Available records -
══════

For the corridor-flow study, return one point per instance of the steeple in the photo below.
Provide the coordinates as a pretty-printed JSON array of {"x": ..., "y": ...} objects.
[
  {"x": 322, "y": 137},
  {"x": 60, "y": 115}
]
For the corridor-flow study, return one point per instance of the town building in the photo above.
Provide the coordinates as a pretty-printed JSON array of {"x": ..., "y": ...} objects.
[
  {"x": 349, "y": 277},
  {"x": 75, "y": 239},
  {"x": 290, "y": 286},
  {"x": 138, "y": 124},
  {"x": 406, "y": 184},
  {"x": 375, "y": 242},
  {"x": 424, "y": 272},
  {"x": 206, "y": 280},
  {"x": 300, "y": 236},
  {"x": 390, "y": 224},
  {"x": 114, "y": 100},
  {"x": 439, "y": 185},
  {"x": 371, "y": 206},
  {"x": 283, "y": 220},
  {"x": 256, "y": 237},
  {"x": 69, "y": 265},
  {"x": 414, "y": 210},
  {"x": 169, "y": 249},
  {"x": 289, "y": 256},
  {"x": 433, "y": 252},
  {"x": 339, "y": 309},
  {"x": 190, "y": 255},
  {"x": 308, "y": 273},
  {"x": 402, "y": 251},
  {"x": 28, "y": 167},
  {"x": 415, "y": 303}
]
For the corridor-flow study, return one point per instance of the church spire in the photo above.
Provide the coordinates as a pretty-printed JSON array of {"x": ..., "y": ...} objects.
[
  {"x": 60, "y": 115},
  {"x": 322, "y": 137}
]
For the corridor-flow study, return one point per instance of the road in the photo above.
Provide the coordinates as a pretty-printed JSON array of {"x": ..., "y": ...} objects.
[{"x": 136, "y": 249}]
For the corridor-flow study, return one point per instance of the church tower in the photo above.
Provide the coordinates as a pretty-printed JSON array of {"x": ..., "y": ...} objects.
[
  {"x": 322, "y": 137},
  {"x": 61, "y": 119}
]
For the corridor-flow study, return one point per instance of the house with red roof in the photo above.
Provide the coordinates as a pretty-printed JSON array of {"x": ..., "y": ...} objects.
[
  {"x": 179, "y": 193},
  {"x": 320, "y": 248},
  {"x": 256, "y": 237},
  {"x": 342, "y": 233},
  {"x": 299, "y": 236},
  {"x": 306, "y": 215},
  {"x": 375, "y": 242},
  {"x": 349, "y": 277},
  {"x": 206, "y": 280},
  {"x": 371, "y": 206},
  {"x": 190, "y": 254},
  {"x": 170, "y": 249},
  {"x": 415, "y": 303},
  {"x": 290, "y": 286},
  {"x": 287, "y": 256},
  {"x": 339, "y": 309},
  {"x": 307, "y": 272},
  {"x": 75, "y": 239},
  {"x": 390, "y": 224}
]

══════

What to do -
Format the material from the line containing "tower in the photo above." through the last line as a JSON list of strings, one string per line, with blank lines left out.

Problem solution -
[
  "For the corridor-flow study, return one point per instance of the church tower in the photo above.",
  "Provide the coordinates as a pretty-printed JSON array of {\"x\": ..., \"y\": ...} objects.",
  "[",
  "  {\"x\": 322, \"y\": 137},",
  "  {\"x\": 61, \"y\": 119}",
  "]",
  "For the corridor-flow study, return one point per instance of the house with red roof in the photo above.",
  "Provide the coordinates as a pretty-printed JSON array of {\"x\": ..., \"y\": ...} objects.",
  "[",
  "  {\"x\": 179, \"y\": 193},",
  "  {\"x\": 320, \"y\": 248},",
  "  {\"x\": 256, \"y\": 237},",
  "  {\"x\": 342, \"y\": 233},",
  "  {\"x\": 299, \"y\": 236},",
  "  {\"x\": 306, \"y\": 215},",
  "  {\"x\": 375, \"y\": 242},",
  "  {\"x\": 349, \"y\": 277},",
  "  {\"x\": 206, \"y\": 280},",
  "  {\"x\": 371, \"y\": 206},",
  "  {\"x\": 190, \"y\": 254},",
  "  {\"x\": 170, \"y\": 249},",
  "  {\"x\": 415, \"y\": 303},",
  "  {\"x\": 290, \"y\": 286},",
  "  {\"x\": 287, \"y\": 256},",
  "  {\"x\": 339, \"y\": 309},",
  "  {\"x\": 307, \"y\": 272},",
  "  {\"x\": 75, \"y\": 239},",
  "  {\"x\": 390, \"y\": 224}",
  "]"
]